### Extracted entries
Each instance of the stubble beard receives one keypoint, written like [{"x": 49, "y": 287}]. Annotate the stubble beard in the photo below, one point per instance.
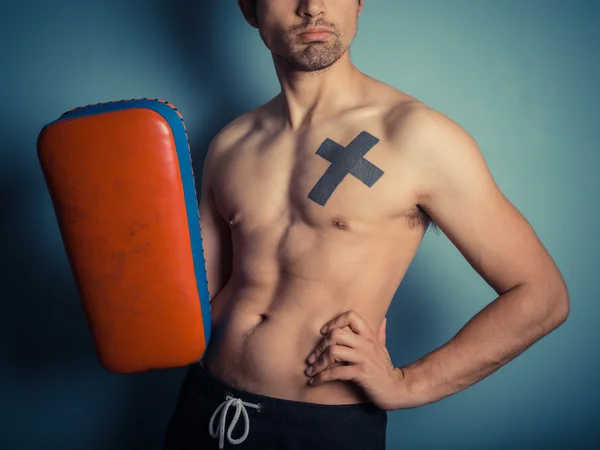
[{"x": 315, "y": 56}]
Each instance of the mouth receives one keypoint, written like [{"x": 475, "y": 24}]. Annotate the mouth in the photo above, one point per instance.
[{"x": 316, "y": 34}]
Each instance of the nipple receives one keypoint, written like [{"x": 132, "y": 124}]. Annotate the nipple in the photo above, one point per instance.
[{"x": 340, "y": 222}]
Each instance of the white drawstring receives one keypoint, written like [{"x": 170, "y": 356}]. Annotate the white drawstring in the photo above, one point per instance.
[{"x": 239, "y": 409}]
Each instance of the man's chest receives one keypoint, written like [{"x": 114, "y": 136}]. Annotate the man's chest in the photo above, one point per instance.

* * *

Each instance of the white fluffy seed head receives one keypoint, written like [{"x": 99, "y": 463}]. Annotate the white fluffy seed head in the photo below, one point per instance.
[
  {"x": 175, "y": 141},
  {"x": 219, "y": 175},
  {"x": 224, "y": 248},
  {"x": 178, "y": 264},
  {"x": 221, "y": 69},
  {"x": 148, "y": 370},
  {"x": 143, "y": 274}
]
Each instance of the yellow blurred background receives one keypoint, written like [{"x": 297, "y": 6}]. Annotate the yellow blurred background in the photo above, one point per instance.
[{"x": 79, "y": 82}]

...

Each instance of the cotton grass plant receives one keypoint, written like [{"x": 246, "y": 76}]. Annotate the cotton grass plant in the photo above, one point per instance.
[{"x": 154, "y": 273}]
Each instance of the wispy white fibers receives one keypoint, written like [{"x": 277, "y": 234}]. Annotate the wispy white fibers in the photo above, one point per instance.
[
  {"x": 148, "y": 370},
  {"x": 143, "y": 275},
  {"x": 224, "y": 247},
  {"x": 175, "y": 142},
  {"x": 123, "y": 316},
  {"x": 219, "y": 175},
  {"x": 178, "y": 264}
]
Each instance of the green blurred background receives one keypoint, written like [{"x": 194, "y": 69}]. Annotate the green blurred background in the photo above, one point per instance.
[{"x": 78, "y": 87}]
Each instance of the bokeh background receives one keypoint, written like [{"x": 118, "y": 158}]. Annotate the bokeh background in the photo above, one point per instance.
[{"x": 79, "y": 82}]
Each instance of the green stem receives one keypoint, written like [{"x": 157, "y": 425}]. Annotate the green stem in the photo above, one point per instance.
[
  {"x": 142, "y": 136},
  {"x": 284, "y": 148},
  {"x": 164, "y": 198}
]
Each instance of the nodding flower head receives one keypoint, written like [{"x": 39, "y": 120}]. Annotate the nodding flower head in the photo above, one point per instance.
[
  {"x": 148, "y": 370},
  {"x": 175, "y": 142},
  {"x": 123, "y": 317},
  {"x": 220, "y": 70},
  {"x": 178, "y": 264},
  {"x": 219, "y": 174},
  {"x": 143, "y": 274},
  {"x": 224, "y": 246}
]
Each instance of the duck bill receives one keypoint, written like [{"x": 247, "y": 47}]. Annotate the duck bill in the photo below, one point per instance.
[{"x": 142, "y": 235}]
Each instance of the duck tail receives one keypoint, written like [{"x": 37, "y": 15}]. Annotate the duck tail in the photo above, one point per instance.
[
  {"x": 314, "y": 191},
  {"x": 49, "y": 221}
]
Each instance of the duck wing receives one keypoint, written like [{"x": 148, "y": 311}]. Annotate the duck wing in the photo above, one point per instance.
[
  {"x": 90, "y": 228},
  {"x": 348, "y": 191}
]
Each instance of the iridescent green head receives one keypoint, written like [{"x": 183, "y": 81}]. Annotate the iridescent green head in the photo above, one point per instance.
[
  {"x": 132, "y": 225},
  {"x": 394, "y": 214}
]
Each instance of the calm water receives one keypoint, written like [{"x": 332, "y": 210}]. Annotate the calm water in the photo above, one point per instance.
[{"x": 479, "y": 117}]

### Aim of the task
Could you rewrite the material from the line with "Each instance of the stubble" to the line with "Each instance of the man's", both included, keeping the requests and their sample numbers unchanged but multiplying every coordinate in the answers by 0.85 and rounding to whole numbers, with halves going up? Give only those lines, and omit the pictures.

### Answer to this exercise
Each instance of the stubble beard receives one keypoint, written like [{"x": 49, "y": 287}]. Annotate the stubble beard in the photo below, one point per instance.
[{"x": 268, "y": 48}]
Each instance of the mouth receives one keypoint, written like [{"x": 475, "y": 24}]. Annotate the mouth in the photo above, one point per instance.
[{"x": 269, "y": 29}]
Each instance of the nipple receives one keypoint, written like [{"x": 132, "y": 124}]. Annotate the nipple in the photo above, one point per instance.
[{"x": 289, "y": 189}]
Each instance of the white drawstring receives one keypoint, written like [{"x": 170, "y": 356}]. Annotate the white drawstring in the photo above, one point per instance.
[{"x": 203, "y": 348}]
Each instance of the man's chest receives one keypoint, written like [{"x": 114, "y": 136}]. Annotate the man's chest in the photo above, one point per instance.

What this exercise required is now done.